=== Compito assegnato 1 ===
Elenca le persone nel cui nome, secondo il testo sulla Santissima Trinità, vanno battezzate le nazioni.
=== Compito assegnato 2 ===
Prosegui il testo sulla Santissima Trinità a partire dalla sua ultima frase.

Gli undici discepoli, intanto, andarono in Galilea, sul monte che Gesù aveva loro fissato. Quando lo videro, gli si prostrarono innanzi; alcuni però dubitavano. E Gesù, avvicinatosi, disse loro:  «Mi è stato dato ogni potere in cielo e in terra. Andate dunque e ammaestrate tutte le nazioni, battezzandole nel nome del Padre e del Figlio e dello Spirito santo, insegnando loro ad osservare tutto ciò che vi ho comandato. Ecco, io sono con voi tutti i giorni, fino alla fine del mondo».
Il brano evangelico di questa domenica, Solennità della Santissima Trinità, è ricco di significati, in quanto pone, sulle labbra stesse di Gesù Risorto, “la più precisa confessione di fede trinitaria del Nuovo Testamento” (Settimio Cipriani, Illuminati dalla parola, anno B,  Ed. Paoline, seconda edizione 1983, p. 266): “Andate dunque e ammaestrate tutte le nazioni, battezzandole nel nome del Padre e del Figlio e dello Spirito santo, insegnando loro ad osservare tutto ciò che vi ho comandato”.

=== Voci archiviate ===

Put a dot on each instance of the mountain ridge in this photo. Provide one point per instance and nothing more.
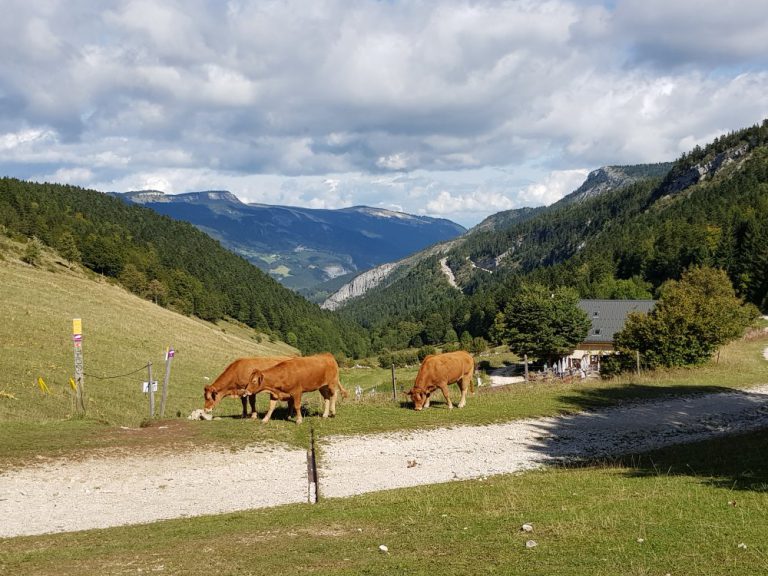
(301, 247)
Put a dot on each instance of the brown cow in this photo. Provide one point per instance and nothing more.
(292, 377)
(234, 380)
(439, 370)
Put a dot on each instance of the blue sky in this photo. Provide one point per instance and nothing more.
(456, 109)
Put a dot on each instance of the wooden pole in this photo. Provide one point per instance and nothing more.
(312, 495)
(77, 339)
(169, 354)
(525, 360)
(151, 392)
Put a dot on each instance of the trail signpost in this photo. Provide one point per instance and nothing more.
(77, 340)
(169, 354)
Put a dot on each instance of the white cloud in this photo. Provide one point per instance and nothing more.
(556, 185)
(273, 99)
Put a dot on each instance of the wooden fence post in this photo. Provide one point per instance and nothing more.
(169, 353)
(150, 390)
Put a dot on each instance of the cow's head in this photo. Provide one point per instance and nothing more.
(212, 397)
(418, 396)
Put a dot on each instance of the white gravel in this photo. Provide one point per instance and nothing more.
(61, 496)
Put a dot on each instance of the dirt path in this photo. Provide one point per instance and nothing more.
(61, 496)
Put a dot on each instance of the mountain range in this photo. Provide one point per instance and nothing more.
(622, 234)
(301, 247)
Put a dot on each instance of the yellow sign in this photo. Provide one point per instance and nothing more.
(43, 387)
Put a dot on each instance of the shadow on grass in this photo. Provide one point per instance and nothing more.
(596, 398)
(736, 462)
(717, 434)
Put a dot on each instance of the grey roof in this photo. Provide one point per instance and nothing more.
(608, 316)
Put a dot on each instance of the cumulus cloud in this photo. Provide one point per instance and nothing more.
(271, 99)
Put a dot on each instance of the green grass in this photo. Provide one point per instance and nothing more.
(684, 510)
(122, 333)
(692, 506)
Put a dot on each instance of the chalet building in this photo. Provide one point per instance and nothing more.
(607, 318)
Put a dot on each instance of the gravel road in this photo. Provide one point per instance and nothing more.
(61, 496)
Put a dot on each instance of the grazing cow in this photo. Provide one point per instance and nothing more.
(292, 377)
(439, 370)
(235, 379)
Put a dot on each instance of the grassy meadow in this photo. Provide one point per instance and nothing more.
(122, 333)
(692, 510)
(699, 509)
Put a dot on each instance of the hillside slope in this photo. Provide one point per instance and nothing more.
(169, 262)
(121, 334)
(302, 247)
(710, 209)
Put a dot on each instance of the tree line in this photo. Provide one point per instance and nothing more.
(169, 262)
...
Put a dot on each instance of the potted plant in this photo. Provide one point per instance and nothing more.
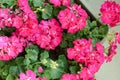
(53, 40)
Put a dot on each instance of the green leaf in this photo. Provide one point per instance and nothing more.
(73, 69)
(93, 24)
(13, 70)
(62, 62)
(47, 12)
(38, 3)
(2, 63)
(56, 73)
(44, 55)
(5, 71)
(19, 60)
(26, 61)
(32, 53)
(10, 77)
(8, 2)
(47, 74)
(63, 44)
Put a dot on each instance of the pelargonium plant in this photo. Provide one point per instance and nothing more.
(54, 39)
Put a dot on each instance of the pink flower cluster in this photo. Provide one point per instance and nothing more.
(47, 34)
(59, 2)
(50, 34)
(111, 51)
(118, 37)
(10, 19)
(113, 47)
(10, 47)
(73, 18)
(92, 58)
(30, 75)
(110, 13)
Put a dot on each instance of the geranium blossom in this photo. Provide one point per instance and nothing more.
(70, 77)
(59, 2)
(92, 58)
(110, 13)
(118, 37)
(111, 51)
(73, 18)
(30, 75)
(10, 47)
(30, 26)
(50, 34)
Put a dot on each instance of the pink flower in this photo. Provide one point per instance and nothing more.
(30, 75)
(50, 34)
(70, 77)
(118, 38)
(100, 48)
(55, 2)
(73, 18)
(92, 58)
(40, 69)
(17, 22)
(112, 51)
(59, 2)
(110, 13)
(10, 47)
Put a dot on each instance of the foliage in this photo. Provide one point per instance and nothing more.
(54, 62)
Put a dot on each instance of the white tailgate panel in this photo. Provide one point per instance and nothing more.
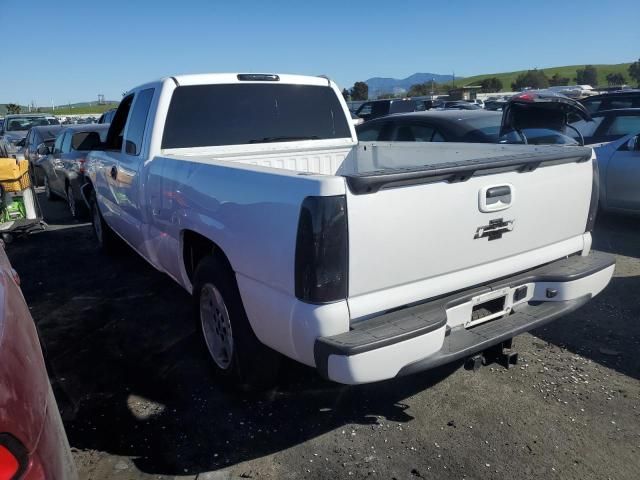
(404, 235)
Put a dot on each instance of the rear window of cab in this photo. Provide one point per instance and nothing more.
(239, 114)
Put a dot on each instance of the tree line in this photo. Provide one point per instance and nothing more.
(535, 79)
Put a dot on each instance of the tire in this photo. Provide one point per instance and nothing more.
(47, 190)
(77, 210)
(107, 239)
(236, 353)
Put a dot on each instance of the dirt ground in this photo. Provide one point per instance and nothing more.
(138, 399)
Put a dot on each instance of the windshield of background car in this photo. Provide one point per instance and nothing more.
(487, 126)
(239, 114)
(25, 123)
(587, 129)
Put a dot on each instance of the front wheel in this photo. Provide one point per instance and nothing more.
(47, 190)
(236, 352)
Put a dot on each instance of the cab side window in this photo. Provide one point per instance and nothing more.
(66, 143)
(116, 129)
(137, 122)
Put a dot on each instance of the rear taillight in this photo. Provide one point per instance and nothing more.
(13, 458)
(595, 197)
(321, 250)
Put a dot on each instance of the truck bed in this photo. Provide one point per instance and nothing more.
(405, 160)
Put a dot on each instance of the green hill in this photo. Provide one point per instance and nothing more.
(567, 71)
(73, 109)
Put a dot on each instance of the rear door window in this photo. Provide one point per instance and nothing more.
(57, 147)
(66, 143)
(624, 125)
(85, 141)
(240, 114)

=== Risposta corretta 1 ===
Il Padre, il Figlio e lo Spirito santo.

=== Risposta corretta 2 ===
È vero che queste parole, secondo alcuni esegeti, appartengono a quei testi di Matteo che hanno subito un ampio rifacimento redazionale (Gerd Theissen, Annette Merz, Il Gesù storico, Ed. Queriniana, 1999, 49), influenzato dall’uso liturgico battesimale, ma è fuor di dubbio che esse siano fedeli alle Parole ed alle indicazioni di Gesù. Infatti, “La natura della formula è talmente straordinaria che difficilmente porrebbe imporsi nella comunità, se la sua origine non fosse da ricondurre alla personalità eccezionale di Gesù” (Cfr. José Miguel García, Il protagonista della storia, Nascita e natura del cristianesimo, RCS Libri, ottobre 2008, 305).
Dopo questo doveroso preambolo, veniamo alla riflessione sul testo evangelico, partendo proprio dai versi iniziali: “Gli undici discepoli, intanto, andarono in Galilea, sul monte che Gesù aveva loro fissato. Quando lo videro, gli si prostrarono innanzi; alcuni però dubitavano”.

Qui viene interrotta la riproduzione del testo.